[Begin]
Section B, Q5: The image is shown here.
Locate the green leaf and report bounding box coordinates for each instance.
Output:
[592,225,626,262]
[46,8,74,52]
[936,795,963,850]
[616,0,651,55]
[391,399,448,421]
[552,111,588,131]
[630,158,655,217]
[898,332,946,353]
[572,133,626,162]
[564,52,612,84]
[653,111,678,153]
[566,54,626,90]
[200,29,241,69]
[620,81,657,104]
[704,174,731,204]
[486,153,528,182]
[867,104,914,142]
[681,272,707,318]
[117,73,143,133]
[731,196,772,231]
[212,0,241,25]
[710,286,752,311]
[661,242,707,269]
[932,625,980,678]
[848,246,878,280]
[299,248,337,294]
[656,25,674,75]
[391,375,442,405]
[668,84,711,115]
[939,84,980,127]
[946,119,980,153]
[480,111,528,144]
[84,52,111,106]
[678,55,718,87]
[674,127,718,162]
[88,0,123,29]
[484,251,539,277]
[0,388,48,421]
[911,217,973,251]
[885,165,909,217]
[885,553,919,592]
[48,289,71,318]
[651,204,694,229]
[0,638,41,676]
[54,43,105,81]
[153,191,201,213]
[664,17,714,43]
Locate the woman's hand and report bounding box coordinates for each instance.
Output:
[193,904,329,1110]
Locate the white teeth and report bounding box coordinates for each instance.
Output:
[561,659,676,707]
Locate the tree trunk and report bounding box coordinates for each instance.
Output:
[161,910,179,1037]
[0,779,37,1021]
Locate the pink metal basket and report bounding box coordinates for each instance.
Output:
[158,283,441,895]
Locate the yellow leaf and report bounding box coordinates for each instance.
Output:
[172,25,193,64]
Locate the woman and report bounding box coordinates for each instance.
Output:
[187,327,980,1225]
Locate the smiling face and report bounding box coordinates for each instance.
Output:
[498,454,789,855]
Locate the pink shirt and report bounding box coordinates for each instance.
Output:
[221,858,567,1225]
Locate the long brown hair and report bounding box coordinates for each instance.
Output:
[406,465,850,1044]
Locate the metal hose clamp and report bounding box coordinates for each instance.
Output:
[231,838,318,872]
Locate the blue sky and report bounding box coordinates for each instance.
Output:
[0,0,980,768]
[End]
__What is required__. Print all of the entries above again, word for word and unchanged.

__Reply to the task__.
Section B, Q5: The image is shown here.
Locate the green leaf and report bounding box coordinates for each instance.
Output:
[592,225,626,262]
[46,8,74,52]
[936,795,963,850]
[616,0,651,55]
[391,399,448,421]
[552,111,588,131]
[630,158,655,217]
[898,332,946,353]
[572,133,626,162]
[564,52,612,84]
[653,111,678,153]
[566,54,626,90]
[200,29,241,69]
[620,81,657,104]
[704,174,731,204]
[486,153,528,182]
[867,104,914,142]
[681,272,707,318]
[117,73,143,133]
[731,196,772,231]
[212,0,241,25]
[710,286,752,311]
[661,242,707,269]
[932,625,980,678]
[848,246,878,280]
[299,248,337,294]
[656,25,674,75]
[391,375,442,405]
[668,84,711,115]
[939,84,980,127]
[946,119,980,153]
[480,111,528,144]
[84,52,111,106]
[678,55,718,87]
[674,127,718,162]
[88,0,123,29]
[484,251,539,277]
[0,388,48,421]
[911,217,973,251]
[885,165,909,217]
[885,553,919,592]
[48,289,71,318]
[651,204,694,229]
[0,638,41,676]
[54,43,105,81]
[153,191,201,213]
[664,17,714,43]
Locate the woman's hand and report bounding box coordinates for each instance.
Output:
[193,904,329,1110]
Locate the white teeth and report bounding box coordinates for each instance.
Output:
[561,659,676,707]
Locate the tree trunk and report bounding box coordinates for each instance.
Output:
[161,910,179,1037]
[0,779,37,1021]
Locate the pink metal basket and report bounding box coordinates for each instance.
Output:
[158,283,441,895]
Locate the yellow leaf and report bounding box coordinates for each instance.
Output:
[172,25,193,64]
Locate the woman and report bounding box coordinates for each instance.
Output:
[187,327,980,1225]
Locate the smiling face and report bounding box coordinates for each instance.
Output:
[498,454,789,855]
Locate the pink shirt and report bounding box coordinates for each instance.
Output:
[221,858,567,1225]
Locate the long brown hair and report bounding box coordinates for each instance.
Output:
[406,465,850,1044]
Locate the metal hose clamp and report bounding box coordinates for each instance.
Output:
[231,838,318,872]
Locate the blue sky and report bounding box coordinates for each instance.
Output:
[0,0,980,768]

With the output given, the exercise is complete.